Written problem a: Copy out the Vang Vieng article word for word, from beginning to end.

━━━━━━━━━━

Sex, Drugs, Death and Backpackers in Vang Vieng, Laos.
Above Photo: A woman in a bikini swings out over the Nam Song River (© Aradboaz, Flikr – he has some outstanding photos of Vang Vieng on his site, capturing the mood of the partying along the river).
I base some of my backpacker-Vietnam War crossover novel BACK in the party town of Vang Vieng in Laos. Below are some of the reasons why I did that, although the backpacker drugs scene in Vang Vieng has changed a lot since I wrote the novel.
For many years the formerly sleepy fishing and rice-farming town of Vang Vieng has been a jewel in the crown on the international backpacker circuit, as partying teenagers looked for un-policed, hedonistic fun in the wilds of Laos.
Conveniently located on the road between Luang Prabang and Vientiane, and surrounded by stunning white limestone mountains, Vang Vieng is an outstandingly beautiful place to spend a few days, but it is also well known for other activities which may have prompted a recent clampdown on the more extreme forms of backpacker partying the town has become notorious for.
Why am I even writing about it?
Well, because I have visited Vang Vieng many times over the years and it seemed the perfect place to locate some key chapters in my Backpacker novel, BACK, which is why I made my last visit a few months ago, when we deliberately booked into a noisy, busy, cheap backpacker hotel on the main road leading into town, to help with my research, before moving to a quieter, riverfront hotel.
Whilst Vang Vieng has become popular for its well documented focus on drink, drugs and debauchery, it may have been ultimately laid low by another “d” word, and one that forced the Laos government to act, namely deaths of international backpackers; and well publicized ones at that.

━━━━━━━━━━

Written problem b: Please turn everything in the records from the line containing "Where is each instance of the truck hubcap" down to the line containing "point(495, 304)", both included, into a Markdown table with the columns Row and Line, leaving out any blank lines.

Working data:
━━━━━━━━━━

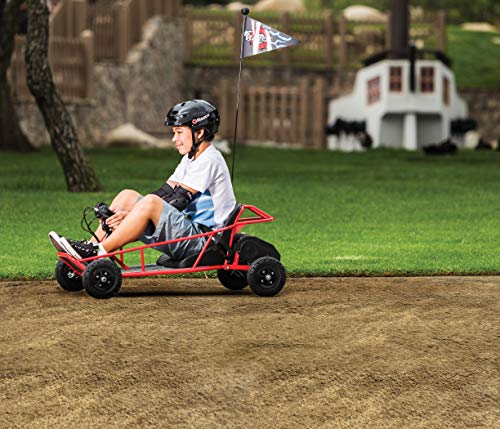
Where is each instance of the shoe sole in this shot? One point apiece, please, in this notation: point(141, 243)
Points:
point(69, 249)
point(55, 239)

━━━━━━━━━━

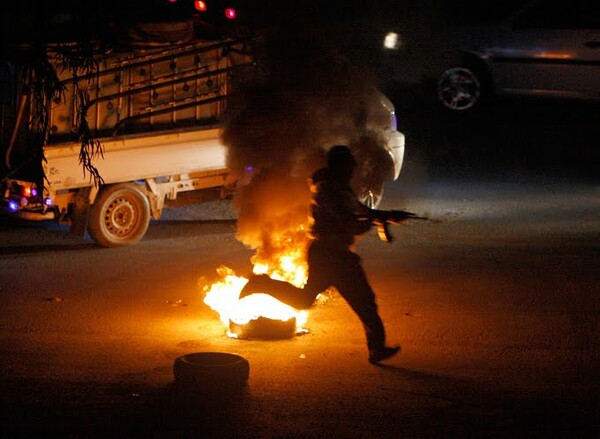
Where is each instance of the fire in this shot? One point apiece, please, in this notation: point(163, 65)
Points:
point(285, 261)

━━━━━━━━━━

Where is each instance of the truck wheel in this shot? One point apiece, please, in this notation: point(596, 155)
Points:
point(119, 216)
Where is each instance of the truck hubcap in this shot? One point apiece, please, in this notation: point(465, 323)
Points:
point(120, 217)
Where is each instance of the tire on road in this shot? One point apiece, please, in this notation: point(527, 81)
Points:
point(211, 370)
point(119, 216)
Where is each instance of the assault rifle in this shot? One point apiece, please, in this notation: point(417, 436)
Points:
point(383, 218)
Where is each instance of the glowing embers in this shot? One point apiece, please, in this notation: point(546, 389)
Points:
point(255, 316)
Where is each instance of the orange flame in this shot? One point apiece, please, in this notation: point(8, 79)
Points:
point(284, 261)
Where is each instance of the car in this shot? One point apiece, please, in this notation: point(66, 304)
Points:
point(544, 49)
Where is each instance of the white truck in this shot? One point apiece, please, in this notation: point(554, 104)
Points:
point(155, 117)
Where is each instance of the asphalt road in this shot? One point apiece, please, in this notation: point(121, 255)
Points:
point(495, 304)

━━━━━━━━━━

Correct output a:
Sex, Drugs, Death and Backpackers in Vang Vieng, Laos.
Above Photo: A woman in a bikini swings out over the Nam Song River (© Aradboaz, Flikr – he has some outstanding photos of Vang Vieng on his site, capturing the mood of the partying along the river).
I base some of my backpacker-Vietnam War crossover novel BACK in the party town of Vang Vieng in Laos. Below are some of the reasons why I did that, although the backpacker drugs scene in Vang Vieng has changed a lot since I wrote the novel.
For many years the formerly sleepy fishing and rice-farming town of Vang Vieng has been a jewel in the crown on the international backpacker circuit, as partying teenagers looked for un-policed, hedonistic fun in the wilds of Laos.
Conveniently located on the road between Luang Prabang and Vientiane, and surrounded by stunning white limestone mountains, Vang Vieng is an outstandingly beautiful place to spend a few days, but it is also well known for other activities which may have prompted a recent clampdown on the more extreme forms of backpacker partying the town has become notorious for.
Why am I even writing about it?
Well, because I have visited Vang Vieng many times over the years and it seemed the perfect place to locate some key chapters in my Backpacker novel, BACK, which is why I made my last visit a few months ago, when we deliberately booked into a noisy, busy, cheap backpacker hotel on the main road leading into town, to help with my research, before moving to a quieter, riverfront hotel.
Whilst Vang Vieng has become popular for its well documented focus on drink, drugs and debauchery, it may have been ultimately laid low by another “d” word, and one that forced the Laos government to act, namely deaths of international backpackers; and well publicized ones at that.

Correct output b:
| Row | Line |
|---|---|
| 1 | Where is each instance of the truck hubcap in this shot? One point apiece, please, in this notation: point(465, 323) |
| 2 | Points: |
| 3 | point(120, 217) |
| 4 | Where is each instance of the tire on road in this shot? One point apiece, please, in this notation: point(527, 81) |
| 5 | Points: |
| 6 | point(211, 370) |
| 7 | point(119, 216) |
| 8 | Where is each instance of the assault rifle in this shot? One point apiece, please, in this notation: point(417, 436) |
| 9 | Points: |
| 10 | point(383, 218) |
| 11 | Where is each instance of the glowing embers in this shot? One point apiece, please, in this notation: point(546, 389) |
| 12 | Points: |
| 13 | point(255, 316) |
| 14 | Where is each instance of the orange flame in this shot? One point apiece, please, in this notation: point(8, 79) |
| 15 | Points: |
| 16 | point(284, 261) |
| 17 | Where is each instance of the car in this shot? One point apiece, please, in this notation: point(66, 304) |
| 18 | Points: |
| 19 | point(544, 49) |
| 20 | Where is each instance of the white truck in this shot? One point apiece, please, in this notation: point(554, 104) |
| 21 | Points: |
| 22 | point(155, 117) |
| 23 | Where is each instance of the asphalt road in this shot? One point apiece, please, in this notation: point(121, 255) |
| 24 | Points: |
| 25 | point(495, 304) |